#### ACTIVITIES
- 1) According to the biography of Pedro Videla Riquelme, in what year did he graduate from the University of Chile Law School?
- 2) Please transcribe the biography of Pedro Videla Riquelme from "Pedro Nolasco del" up to and including "five consecutive terms.".
- 3) Go on with the biography of Pedro Videla Riquelme, starting after its last sentence.
== PROVIDED TEXT
Chilean politician (1919–1998)

Pedro Nolasco del Carmen Videla Riquelme (7 January 1919 – 4 July 1998) was a Chilean lawyer, teacher and politician.

He was a member of the Falange Nacional, later of the Christian Democratic Party, and finally of the Christian Left. He served as Deputy for the 8th Departamental Group (Melipilla, San Antonio, San Bernardo and Maipo) from 1953 until the dissolution of Congress in 1973, completing five consecutive terms.

==Biography==
He was born in San Bernardo to Tomás Videla Escala and Clara Riquelme del Solar. He married Mónica María Eugenia Maldonado Paredes, with whom he had two children: Pedro and Paula.

He attended Escuela Pública No. 7 of San Bernardo, later studying in secondary schools in San Bernardo, Parral and Talca. He entered the University of Chile Law School, graduating in 1944.

As a student he worked as a Civil Registry officer between 1942 and 1945. After graduation he became a teacher of Sciences, History, Geography, Civic Education and Political Economy at the San Bernardo Evening High School. He also worked as a journalist for Plumadas (Talca) and the newspapers Más and El Rebelde (San Bernardo). He was vice president of the San Bernardo Chamber of Retail Commerce.
====
== DATASET
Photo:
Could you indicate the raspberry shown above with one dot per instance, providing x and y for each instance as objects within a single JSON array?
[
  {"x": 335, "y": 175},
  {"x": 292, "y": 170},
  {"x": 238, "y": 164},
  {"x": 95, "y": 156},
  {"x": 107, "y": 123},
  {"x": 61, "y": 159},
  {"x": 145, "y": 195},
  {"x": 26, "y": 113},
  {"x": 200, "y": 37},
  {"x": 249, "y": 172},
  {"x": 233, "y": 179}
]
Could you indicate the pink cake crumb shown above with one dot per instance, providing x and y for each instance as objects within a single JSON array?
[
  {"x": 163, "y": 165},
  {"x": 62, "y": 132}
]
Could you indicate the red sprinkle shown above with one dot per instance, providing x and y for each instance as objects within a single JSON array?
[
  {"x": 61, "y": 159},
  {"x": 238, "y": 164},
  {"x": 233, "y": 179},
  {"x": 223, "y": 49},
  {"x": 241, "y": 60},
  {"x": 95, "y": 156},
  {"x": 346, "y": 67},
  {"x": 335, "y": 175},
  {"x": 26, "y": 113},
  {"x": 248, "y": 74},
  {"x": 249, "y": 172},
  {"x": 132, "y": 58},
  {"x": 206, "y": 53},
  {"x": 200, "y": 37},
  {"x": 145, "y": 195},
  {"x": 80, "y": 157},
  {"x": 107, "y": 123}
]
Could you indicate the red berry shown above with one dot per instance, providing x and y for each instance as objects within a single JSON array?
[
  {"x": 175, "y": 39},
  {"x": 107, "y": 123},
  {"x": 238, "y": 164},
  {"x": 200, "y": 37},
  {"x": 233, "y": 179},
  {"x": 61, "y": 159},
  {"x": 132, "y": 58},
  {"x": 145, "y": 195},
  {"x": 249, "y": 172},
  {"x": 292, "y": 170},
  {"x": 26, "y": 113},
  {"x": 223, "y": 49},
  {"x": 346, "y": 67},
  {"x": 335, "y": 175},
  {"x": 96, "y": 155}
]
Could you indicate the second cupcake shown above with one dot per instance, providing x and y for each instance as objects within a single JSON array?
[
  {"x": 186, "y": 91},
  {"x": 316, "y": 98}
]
====
#### ANSWERS BY ITEM NUMBER
- 1) 1944

- 2)
Pedro Nolasco del Carmen Videla Riquelme (7 January 1919 – 4 July 1998) was a Chilean lawyer, teacher and politician.

He was a member of the Falange Nacional, later of the Christian Democratic Party, and finally of the Christian Left. He served as Deputy for the 8th Departamental Group (Melipilla, San Antonio, San Bernardo and Maipo) from 1953 until the dissolution of Congress in 1973, completing five consecutive terms.

- 3)
==Political career==
Videla joined the Falange Nacional in 1942. He served as delegate of the Law School during his student years and was president of the San Bernardo branch of the Chilean Workers’ Central. He was later elected councilman (regidor) for San Bernardo.

In the 1953 elections he was elected Deputy for the 8th Departamental Group (Melipilla, San Antonio, San Bernardo and Maipo), serving from 1953 to 1957. He sat on the Commissions of Constitution, Legislation and Justice; Interior Police and Rules; Social Assistance and Hygiene; Internal Government; Public Works; and the Special Investigative Commission on concessions and denials of rate increases (1954–1955).

In the 1957 elections he was re-elected for the 1957–1961 term, now as a member of the newly founded Christian Democratic Party. He remained on the same commissions and participated in the Investigative Commission on the 1958 events at the State Railways Workshops.

He was re-elected in the 1961 elections for the 1961–1965 term, serving on the Commissions of Interior Police and Rules; Internal Government; and Agriculture and Colonization.

In the 1965 elections he was re-elected for the 1965–1969 term. He joined the Commissions of Interior Police and Rules; Internal Government; Agriculture and Colonization; Finance; Internal Regime, Administration and Rules; Foreign Relations; the Joint Budget Commission; and the Special Investigative Commission on automobiles and televisions (1965–1966). Between 1965 and 1966 he was a member of the Christian Democratic Parliamentary Committee. On 14 May 1968 he was elected First Vice President of the Chamber of Deputies, a position he held until 4 June 1969.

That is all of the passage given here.